Task: All the entries that follow are to be returned exactly.

Records from a data source:
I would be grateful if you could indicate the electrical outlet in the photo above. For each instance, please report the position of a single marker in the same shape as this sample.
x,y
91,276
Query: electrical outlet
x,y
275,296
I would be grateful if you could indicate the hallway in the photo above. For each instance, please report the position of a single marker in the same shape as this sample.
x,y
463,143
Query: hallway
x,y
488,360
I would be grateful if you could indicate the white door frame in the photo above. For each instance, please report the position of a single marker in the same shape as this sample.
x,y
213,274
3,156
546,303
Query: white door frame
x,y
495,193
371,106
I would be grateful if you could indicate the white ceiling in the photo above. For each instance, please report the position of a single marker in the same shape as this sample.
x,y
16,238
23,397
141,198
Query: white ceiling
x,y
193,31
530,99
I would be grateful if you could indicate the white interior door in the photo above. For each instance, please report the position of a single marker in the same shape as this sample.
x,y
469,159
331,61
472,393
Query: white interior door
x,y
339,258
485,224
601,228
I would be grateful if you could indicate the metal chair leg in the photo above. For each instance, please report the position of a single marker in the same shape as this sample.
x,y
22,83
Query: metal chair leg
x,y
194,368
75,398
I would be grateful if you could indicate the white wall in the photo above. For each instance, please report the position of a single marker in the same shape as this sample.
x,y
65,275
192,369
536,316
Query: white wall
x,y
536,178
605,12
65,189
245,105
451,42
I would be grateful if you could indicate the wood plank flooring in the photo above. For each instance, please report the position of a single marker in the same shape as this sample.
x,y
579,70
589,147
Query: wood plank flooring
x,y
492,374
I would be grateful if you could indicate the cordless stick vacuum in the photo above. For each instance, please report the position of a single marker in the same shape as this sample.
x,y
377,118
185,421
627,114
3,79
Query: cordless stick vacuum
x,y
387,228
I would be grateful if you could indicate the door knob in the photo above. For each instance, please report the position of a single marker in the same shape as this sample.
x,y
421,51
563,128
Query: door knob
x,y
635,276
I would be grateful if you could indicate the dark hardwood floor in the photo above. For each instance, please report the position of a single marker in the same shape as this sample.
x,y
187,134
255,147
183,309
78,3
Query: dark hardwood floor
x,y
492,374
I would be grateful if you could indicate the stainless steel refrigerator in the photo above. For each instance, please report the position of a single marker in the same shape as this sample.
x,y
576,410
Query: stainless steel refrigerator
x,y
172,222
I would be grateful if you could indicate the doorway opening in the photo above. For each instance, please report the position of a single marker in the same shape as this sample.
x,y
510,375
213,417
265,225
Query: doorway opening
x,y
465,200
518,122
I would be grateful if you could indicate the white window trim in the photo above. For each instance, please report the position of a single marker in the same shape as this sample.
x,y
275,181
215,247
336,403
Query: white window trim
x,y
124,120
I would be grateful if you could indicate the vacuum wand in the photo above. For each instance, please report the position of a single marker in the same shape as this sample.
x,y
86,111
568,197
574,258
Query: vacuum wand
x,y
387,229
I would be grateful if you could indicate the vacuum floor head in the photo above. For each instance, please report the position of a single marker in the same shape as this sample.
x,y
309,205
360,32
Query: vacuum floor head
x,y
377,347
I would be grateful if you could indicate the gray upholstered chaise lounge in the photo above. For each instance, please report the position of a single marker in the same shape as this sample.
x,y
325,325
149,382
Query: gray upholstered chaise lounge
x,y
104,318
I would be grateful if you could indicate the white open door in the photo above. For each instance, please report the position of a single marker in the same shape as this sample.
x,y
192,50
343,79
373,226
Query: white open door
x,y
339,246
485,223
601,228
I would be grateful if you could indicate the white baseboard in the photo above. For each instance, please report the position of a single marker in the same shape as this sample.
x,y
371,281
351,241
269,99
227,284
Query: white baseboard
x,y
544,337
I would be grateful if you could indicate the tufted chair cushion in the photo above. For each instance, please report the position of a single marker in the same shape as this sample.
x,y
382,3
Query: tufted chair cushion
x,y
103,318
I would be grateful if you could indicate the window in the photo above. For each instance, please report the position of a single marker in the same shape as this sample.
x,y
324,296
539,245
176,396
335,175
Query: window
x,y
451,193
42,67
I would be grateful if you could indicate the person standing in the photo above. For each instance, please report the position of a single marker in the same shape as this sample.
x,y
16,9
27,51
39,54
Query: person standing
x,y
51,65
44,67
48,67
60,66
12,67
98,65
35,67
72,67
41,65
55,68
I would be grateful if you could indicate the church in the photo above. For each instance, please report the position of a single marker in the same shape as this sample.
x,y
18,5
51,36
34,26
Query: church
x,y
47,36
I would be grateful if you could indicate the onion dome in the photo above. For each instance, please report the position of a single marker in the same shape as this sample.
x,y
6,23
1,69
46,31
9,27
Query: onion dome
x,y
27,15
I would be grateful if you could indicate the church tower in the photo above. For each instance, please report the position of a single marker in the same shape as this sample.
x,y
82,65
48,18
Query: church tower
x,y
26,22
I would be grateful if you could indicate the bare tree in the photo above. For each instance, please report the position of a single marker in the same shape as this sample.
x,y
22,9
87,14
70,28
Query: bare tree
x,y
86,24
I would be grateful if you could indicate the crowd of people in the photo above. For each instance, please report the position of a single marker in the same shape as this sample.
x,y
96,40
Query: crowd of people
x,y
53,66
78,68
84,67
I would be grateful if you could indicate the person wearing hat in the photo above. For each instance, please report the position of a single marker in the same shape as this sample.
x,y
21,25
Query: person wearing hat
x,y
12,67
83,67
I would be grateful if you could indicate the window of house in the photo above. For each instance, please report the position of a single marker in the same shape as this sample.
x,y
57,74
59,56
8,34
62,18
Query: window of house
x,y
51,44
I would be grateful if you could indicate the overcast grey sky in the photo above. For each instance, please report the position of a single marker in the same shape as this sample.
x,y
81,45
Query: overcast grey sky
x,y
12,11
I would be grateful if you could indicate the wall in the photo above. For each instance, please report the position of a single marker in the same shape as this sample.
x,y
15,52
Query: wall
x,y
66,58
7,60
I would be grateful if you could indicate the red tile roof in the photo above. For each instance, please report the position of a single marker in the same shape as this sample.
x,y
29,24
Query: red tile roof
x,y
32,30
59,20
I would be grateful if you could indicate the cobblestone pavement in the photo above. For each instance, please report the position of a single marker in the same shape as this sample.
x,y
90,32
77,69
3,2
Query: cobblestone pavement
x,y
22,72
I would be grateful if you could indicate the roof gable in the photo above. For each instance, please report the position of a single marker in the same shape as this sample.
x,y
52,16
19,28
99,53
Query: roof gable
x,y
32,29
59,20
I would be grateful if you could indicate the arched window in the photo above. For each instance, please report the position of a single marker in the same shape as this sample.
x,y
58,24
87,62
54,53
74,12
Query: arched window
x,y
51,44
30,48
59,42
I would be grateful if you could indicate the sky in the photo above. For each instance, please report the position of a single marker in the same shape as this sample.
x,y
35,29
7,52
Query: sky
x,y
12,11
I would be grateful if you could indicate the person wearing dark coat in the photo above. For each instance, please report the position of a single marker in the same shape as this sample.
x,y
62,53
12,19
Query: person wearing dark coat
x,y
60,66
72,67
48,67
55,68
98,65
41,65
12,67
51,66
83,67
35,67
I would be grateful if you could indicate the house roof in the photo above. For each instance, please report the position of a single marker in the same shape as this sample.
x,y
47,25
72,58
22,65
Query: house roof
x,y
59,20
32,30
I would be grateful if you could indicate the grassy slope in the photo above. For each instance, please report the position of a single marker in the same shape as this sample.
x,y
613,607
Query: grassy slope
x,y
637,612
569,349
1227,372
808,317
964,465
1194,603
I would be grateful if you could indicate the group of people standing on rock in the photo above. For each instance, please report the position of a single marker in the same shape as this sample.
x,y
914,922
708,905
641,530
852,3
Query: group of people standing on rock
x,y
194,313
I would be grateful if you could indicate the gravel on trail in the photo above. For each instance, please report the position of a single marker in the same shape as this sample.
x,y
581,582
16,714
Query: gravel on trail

Exercise solution:
I would be grateful if you could indicate the electrical outlet in the photo above. For each instance, please report the position of a single marker in the same shape as this sample.
x,y
91,276
Query: electrical outlet
x,y
275,296
I would be grateful if you could indicate the hallway in the photo above. For each instance, please report the position of a single marker in the same shape as this sample.
x,y
463,143
Query: hallway
x,y
488,360
I would be grateful if you could indicate the white door frame in the photo above. For each instance, please report the position of a single marker in the same shape as this sample.
x,y
213,274
3,156
546,303
Query: white door frame
x,y
495,193
371,106
I would be grateful if you could indicate the white ceiling in the photo above. For each instance, please report the position of a single marker in the same shape as this sample.
x,y
16,238
23,397
141,198
Query: white ceiling
x,y
193,31
530,99
I would be grateful if you could indicate the white interior door in the photo above. For each instance, please report the position of a single marker in the same shape as this sample.
x,y
469,159
331,61
472,393
Query: white interior door
x,y
339,258
485,224
601,228
I would be grateful if you could indicate the metal chair leg in the photo above. For each instance, please report the position of a single marker in the same shape as this sample.
x,y
22,83
Query: metal chair leg
x,y
194,368
75,398
I would be grateful if you could indicate the white wall in the photo above. For each instance, please report the position of a single marker in the same shape as this sample.
x,y
65,275
192,369
536,316
Query: white wall
x,y
536,178
605,12
65,189
245,105
451,42
I would be grateful if you could indicate the wood plank flooring in the photo above. For each instance, please report the position of a single marker in the same shape as this sample.
x,y
579,70
589,147
Query: wood plank flooring
x,y
492,374
I would be grateful if you could indicate the cordless stick vacuum in the photo above. For each instance, please report the position of a single marker in the same shape as this sample.
x,y
377,118
185,421
627,114
3,79
Query: cordless stick vacuum
x,y
387,228
I would be grateful if you could indicate the door knob in the photo above. For each instance, please report the position of a single marker in the same shape as this sample.
x,y
421,51
563,128
Query: door knob
x,y
635,276
I would be grateful if you could indicate the dark hardwood floor in the photo above. For each instance, please report the position of a single marker in the same shape as this sample.
x,y
187,134
255,147
183,309
78,3
Query: dark hardwood floor
x,y
492,374
I would be grateful if you could indicate the stainless steel refrigerator in the photo above. For each instance, please report the position of a single marker in the same shape as this sample.
x,y
576,410
Query: stainless steel refrigerator
x,y
172,222
I would be grateful if you could indicate the doorway opening in the photo above. For each instance, please report the position of a single marker in the same shape as this sample.
x,y
510,375
213,417
265,225
Query: doorway opening
x,y
465,200
518,122
I would be grateful if you could indicate the white window trim in the photo above. For each instance, please report the position of a single marker in the same shape as this sample.
x,y
275,181
215,247
336,403
Query: white window trim
x,y
124,120
I would be grateful if you could indicate the vacuum wand in the photo above. For each instance, please report the position of a single marker in the same shape as this sample.
x,y
86,111
568,197
574,258
Query: vacuum wand
x,y
387,229
I would be grateful if you could indicate the vacuum floor head in the photo above. For each instance, please report the position of a single marker in the same shape as this sample.
x,y
309,205
360,32
Query: vacuum floor head
x,y
377,347
I would be grateful if you could indicate the gray upholstered chaise lounge in the photo above. For each instance, please report the position of a single marker in the same shape as this sample.
x,y
325,325
149,382
Query: gray upholstered chaise lounge
x,y
104,318
I would be grateful if you could indicate the white open door in the photo above. For each instance, please report the position of a single marker in the same shape as this sample.
x,y
192,50
343,79
373,226
Query: white open door
x,y
339,246
485,223
601,228
I would be grateful if you could indicate the white baseboard in the photo above. For each instance, please report the position of a single marker in the same shape as this sample.
x,y
371,281
351,241
269,99
227,284
Query: white baseboard
x,y
544,337
I would be grateful if you could indicate the tufted chair cushion in the photo above. For each instance, please report the position of a single marker in the same shape as this sample.
x,y
382,3
Query: tufted chair cushion
x,y
103,318
I would be grateful if you could indicate the window in the photo above. For each instance, please report the position of a single marker in the same shape as this sample.
x,y
324,296
539,245
176,396
335,175
Query: window
x,y
451,193
42,67
I would be grateful if you could indicate the person standing in the photo above. For each instance, please report the position of a single marker in the same shape as this sample.
x,y
16,9
27,51
39,54
Query: person standing
x,y
51,65
44,67
48,67
60,66
12,67
98,65
35,67
72,67
41,65
55,68
I would be grateful if you could indicate the church in the photo above. For each instance, please report the position of a single marker in the same shape as this sample.
x,y
18,5
51,36
34,26
Query: church
x,y
47,36
I would be grateful if you could indicate the onion dome in the photo above. For each instance, please report the position of a single marker in the same shape as this sample.
x,y
6,23
1,69
46,31
9,27
Query: onion dome
x,y
27,15
I would be grateful if you could indicate the church tower in the photo above. For each instance, please report the position of a single marker in the same shape as this sample.
x,y
82,65
48,18
Query: church tower
x,y
26,22
I would be grateful if you could indicate the bare tree in the photo above. For each instance, please report the position of a single marker in the same shape as this sample.
x,y
22,9
87,14
70,28
Query: bare tree
x,y
86,24
I would be grateful if you could indicate the crowd of people in the photo above. For each instance, please report the position of a single marker in the same shape as this sample.
x,y
96,40
Query: crowd of people
x,y
53,66
78,68
84,67
I would be grateful if you could indicate the person wearing hat in the photo above. For each instance, please report the position of a single marker in the same shape as this sample.
x,y
21,25
Query: person wearing hat
x,y
12,67
83,67
I would be grateful if you could indicate the window of house in the photo above. For each instance, please report the position of a single marker in the same shape as this sample.
x,y
57,74
59,56
8,34
62,18
Query: window of house
x,y
51,44
I would be grateful if you could indicate the overcast grey sky in the photo above. For each instance, please report the position of a single marker in the same shape as this sample.
x,y
81,45
Query: overcast grey sky
x,y
12,11
I would be grateful if you could indicate the wall in the photo above. For each instance, please report the position of a single marker in the same shape as this sample.
x,y
15,52
Query: wall
x,y
66,58
7,60
I would be grateful if you could indicate the red tile roof in the photo above. For each instance, please report the position of a single marker in the same shape as this sample.
x,y
29,24
Query: red tile roof
x,y
32,30
59,20
I would be grateful if you could indicate the cobblestone pavement in the photo above. For each instance, please report the position of a single marker in the same shape as this sample.
x,y
90,32
77,69
3,2
Query: cobblestone pavement
x,y
22,72
I would be grateful if you could indicate the roof gable in the photo above. For each instance, please report the position of a single marker in the same shape as this sample.
x,y
52,16
19,28
99,53
Query: roof gable
x,y
32,29
59,20
I would be grateful if you could indicate the arched window in the photo above. For each instance, please report the position of a single marker in the same shape as this sample.
x,y
58,24
87,62
54,53
74,12
Query: arched window
x,y
51,44
30,48
59,42
I would be grateful if you could indicate the sky in the photo above. For each instance, please report the position of a single marker in the same shape as this sample.
x,y
35,29
7,52
Query: sky
x,y
12,11
I would be grateful if you could indicate the person wearing dark coat in the photo above. For each instance, please report the position of a single marker in the same shape as this sample.
x,y
62,53
12,19
Query: person wearing dark coat
x,y
60,66
72,67
48,67
55,68
98,65
41,65
12,67
51,66
83,67
35,67
I would be grateful if you could indicate the house roof in the photo above. For each instance, please report the position of a single marker in the same shape as this sample.
x,y
47,25
72,58
22,65
Query: house roof
x,y
59,20
32,30
I would be grateful if you could indicate the grassy slope in the photo above. For each instance, please report the position of a single marker in the same shape as this sample.
x,y
613,607
Query: grassy slope
x,y
637,612
569,349
1227,372
808,317
964,465
1194,603
I would be grateful if you could indicate the group of people standing on rock in the photo above. For each instance, please report the position of a single marker in the same shape as this sample.
x,y
914,922
708,905
641,530
852,3
Query: group of people standing on rock
x,y
194,313
I would be grateful if you could indicate the gravel on trail in the photo above. For each instance, please report the position of a single marker in the same shape as this sample.
x,y
581,582
16,714
Query: gravel on trail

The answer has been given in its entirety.